▶ [TO BE DONE]:
Pull every line of the entries below and reproduce each one unchanged, word for word.

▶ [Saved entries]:
- - - - -

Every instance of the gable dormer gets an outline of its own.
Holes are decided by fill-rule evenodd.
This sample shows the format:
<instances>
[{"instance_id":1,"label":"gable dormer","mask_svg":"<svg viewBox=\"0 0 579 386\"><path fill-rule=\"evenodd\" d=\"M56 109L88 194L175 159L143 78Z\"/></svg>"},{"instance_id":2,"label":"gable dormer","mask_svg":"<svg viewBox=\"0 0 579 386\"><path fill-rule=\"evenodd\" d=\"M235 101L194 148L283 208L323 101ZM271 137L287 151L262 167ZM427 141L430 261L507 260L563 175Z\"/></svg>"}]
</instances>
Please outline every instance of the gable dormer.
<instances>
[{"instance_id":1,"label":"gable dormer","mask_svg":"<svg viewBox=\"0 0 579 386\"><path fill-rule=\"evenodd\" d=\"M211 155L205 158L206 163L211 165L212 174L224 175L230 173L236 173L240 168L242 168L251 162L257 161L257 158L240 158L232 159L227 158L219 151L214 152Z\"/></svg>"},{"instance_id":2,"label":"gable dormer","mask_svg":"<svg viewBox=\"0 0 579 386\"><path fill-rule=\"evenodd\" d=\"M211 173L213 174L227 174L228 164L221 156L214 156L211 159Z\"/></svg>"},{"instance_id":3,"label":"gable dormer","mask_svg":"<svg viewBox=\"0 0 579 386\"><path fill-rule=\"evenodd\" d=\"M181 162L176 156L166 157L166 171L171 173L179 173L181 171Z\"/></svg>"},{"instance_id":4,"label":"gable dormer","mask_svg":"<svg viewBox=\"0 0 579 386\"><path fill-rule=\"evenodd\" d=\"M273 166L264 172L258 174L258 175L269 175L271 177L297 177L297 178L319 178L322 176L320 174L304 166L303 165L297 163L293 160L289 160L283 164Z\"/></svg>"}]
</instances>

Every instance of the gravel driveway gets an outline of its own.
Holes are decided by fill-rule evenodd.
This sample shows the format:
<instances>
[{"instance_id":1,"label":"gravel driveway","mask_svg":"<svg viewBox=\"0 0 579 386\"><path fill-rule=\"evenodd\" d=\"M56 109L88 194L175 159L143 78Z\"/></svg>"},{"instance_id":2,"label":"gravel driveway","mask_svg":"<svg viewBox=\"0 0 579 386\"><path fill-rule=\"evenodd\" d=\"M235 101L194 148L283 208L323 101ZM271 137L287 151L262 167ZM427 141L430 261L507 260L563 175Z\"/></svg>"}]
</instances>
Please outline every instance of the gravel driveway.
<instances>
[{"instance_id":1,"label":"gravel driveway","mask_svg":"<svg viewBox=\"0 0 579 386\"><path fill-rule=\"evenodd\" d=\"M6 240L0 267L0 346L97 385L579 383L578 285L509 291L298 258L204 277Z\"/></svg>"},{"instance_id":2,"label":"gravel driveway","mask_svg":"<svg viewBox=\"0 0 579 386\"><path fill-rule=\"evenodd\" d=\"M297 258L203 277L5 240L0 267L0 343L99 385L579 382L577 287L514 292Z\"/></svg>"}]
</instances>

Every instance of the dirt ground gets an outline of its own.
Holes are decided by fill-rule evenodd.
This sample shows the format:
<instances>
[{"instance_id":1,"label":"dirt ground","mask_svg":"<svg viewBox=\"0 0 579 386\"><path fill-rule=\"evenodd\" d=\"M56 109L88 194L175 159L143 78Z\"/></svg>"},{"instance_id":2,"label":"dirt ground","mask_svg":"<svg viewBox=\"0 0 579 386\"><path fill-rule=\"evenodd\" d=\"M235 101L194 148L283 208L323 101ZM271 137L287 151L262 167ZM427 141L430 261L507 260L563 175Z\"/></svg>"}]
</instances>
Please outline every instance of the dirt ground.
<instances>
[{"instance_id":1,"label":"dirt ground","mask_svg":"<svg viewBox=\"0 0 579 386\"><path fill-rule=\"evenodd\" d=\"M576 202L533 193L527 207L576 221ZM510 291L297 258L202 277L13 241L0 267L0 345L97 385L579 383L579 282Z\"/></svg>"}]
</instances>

- - - - -

▶ [OUTPUT BELOW]:
Every instance of the gable dormer gets an outline of its own.
Holes are decided by fill-rule evenodd.
This sample shows the format:
<instances>
[{"instance_id":1,"label":"gable dormer","mask_svg":"<svg viewBox=\"0 0 579 386\"><path fill-rule=\"evenodd\" d=\"M56 109L88 194L175 159L143 78Z\"/></svg>"},{"instance_id":2,"label":"gable dormer","mask_svg":"<svg viewBox=\"0 0 579 386\"><path fill-rule=\"evenodd\" d=\"M235 101L194 148L283 208L323 101ZM271 137L287 151L262 167ZM427 141L430 261L507 260L563 175Z\"/></svg>"}]
</instances>
Please outline every instance of the gable dormer.
<instances>
[{"instance_id":1,"label":"gable dormer","mask_svg":"<svg viewBox=\"0 0 579 386\"><path fill-rule=\"evenodd\" d=\"M211 155L205 158L206 163L211 165L212 174L224 175L230 173L236 173L240 168L242 168L251 162L257 161L257 158L240 158L232 159L227 158L219 151L214 152Z\"/></svg>"},{"instance_id":2,"label":"gable dormer","mask_svg":"<svg viewBox=\"0 0 579 386\"><path fill-rule=\"evenodd\" d=\"M211 173L213 174L227 174L228 164L221 156L214 156L211 159Z\"/></svg>"},{"instance_id":3,"label":"gable dormer","mask_svg":"<svg viewBox=\"0 0 579 386\"><path fill-rule=\"evenodd\" d=\"M181 162L176 156L166 157L166 171L171 173L179 173L181 171Z\"/></svg>"},{"instance_id":4,"label":"gable dormer","mask_svg":"<svg viewBox=\"0 0 579 386\"><path fill-rule=\"evenodd\" d=\"M273 166L264 172L258 174L258 175L269 175L271 177L297 177L297 178L319 178L322 176L320 174L304 166L303 165L297 163L293 160L289 160L283 164Z\"/></svg>"}]
</instances>

Every instance of the gravel driveway gets an outline of its own.
Holes are decided by fill-rule evenodd.
This sample shows the format:
<instances>
[{"instance_id":1,"label":"gravel driveway","mask_svg":"<svg viewBox=\"0 0 579 386\"><path fill-rule=\"evenodd\" d=\"M56 109L88 194L175 159L143 78Z\"/></svg>"},{"instance_id":2,"label":"gravel driveway","mask_svg":"<svg viewBox=\"0 0 579 386\"><path fill-rule=\"evenodd\" d=\"M235 101L194 148L283 208L323 101ZM271 137L287 151L262 167ZM427 141L430 261L507 260L563 175Z\"/></svg>"}]
</instances>
Please outline every instance of the gravel driveway.
<instances>
[{"instance_id":1,"label":"gravel driveway","mask_svg":"<svg viewBox=\"0 0 579 386\"><path fill-rule=\"evenodd\" d=\"M6 240L0 267L0 346L97 385L579 383L578 285L509 291L298 258L204 277Z\"/></svg>"},{"instance_id":2,"label":"gravel driveway","mask_svg":"<svg viewBox=\"0 0 579 386\"><path fill-rule=\"evenodd\" d=\"M297 258L203 277L5 240L0 267L0 343L99 385L579 382L577 287L514 292Z\"/></svg>"}]
</instances>

Every instance of the dirt ground gets an outline of its own.
Holes are decided by fill-rule evenodd.
This sample shows the format:
<instances>
[{"instance_id":1,"label":"dirt ground","mask_svg":"<svg viewBox=\"0 0 579 386\"><path fill-rule=\"evenodd\" d=\"M56 109L88 194L175 159L143 78Z\"/></svg>"},{"instance_id":2,"label":"dirt ground","mask_svg":"<svg viewBox=\"0 0 579 386\"><path fill-rule=\"evenodd\" d=\"M235 101L194 148L283 208L323 101ZM271 137L287 151L262 167ZM427 141L430 261L507 260L563 175Z\"/></svg>"}]
</instances>
Please outline every instance of the dirt ground.
<instances>
[{"instance_id":1,"label":"dirt ground","mask_svg":"<svg viewBox=\"0 0 579 386\"><path fill-rule=\"evenodd\" d=\"M576 202L533 193L527 207L576 221ZM510 291L297 258L202 277L13 241L0 267L0 345L97 385L579 383L579 282Z\"/></svg>"}]
</instances>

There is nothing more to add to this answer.